Exercise
Please change "replying with" to "answering with" in the items from the line with "Could you kindly point to the short" through the end of the items, keeping everything else the same, and give only those lines.

:: Task material

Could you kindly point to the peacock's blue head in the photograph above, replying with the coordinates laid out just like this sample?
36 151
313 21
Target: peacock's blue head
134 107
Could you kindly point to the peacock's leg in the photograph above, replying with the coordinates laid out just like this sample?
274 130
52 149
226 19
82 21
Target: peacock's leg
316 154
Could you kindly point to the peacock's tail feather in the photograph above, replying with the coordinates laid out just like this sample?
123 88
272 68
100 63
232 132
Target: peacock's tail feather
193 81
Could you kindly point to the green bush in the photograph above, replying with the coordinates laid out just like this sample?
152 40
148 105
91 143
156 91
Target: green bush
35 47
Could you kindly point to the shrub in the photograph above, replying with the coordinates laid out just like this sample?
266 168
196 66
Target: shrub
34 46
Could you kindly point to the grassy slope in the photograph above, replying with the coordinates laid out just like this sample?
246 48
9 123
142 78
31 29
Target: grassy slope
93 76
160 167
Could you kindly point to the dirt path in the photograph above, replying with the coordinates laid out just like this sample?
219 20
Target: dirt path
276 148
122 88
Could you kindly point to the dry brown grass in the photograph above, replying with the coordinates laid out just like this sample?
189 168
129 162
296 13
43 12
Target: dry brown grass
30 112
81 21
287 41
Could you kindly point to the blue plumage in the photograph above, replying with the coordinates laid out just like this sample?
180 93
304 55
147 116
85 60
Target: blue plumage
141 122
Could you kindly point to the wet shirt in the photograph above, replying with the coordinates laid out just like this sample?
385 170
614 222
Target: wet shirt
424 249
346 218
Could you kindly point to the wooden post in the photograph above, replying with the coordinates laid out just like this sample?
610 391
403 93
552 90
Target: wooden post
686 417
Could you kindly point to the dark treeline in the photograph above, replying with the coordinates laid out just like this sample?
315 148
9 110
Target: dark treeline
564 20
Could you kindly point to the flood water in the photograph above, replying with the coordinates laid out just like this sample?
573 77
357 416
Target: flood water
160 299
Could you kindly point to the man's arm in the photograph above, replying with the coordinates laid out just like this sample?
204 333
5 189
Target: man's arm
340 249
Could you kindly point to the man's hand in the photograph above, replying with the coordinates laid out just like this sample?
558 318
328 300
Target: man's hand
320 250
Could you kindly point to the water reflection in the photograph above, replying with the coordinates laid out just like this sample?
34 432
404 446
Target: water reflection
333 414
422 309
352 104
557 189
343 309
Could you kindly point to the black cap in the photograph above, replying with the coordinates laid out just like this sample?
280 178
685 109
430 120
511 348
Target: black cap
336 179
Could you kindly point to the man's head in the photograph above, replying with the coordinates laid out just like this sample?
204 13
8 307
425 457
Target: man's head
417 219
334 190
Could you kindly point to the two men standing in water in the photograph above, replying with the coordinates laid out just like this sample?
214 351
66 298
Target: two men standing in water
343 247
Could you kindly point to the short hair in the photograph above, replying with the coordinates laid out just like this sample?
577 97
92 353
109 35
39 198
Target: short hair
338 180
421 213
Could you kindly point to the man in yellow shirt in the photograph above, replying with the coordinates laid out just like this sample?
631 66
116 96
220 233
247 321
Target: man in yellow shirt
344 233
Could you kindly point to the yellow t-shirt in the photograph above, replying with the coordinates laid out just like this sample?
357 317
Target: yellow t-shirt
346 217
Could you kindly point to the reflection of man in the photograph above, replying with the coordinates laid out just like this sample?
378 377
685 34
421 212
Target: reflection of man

::::

Answer
Could you kindly point to the short hair in the photograph above, answering with the coordinates laid out just like this sample?
577 97
92 353
109 35
39 198
Target: short hair
338 180
421 213
Could you kindly point to the man in yellow shirt in the photograph above, answering with the coordinates laid out just like this sample?
631 66
116 96
220 233
247 321
Target: man in yellow shirt
344 233
Could you kindly point to the yellow t-shirt in the photograph above, answering with the coordinates laid out just like this sample?
357 317
Target: yellow t-shirt
346 217
Could you kindly point to the reflection of man in the photograph above, answering with the coordinates laid out just like this sample?
378 377
685 34
421 212
Target: reflection of man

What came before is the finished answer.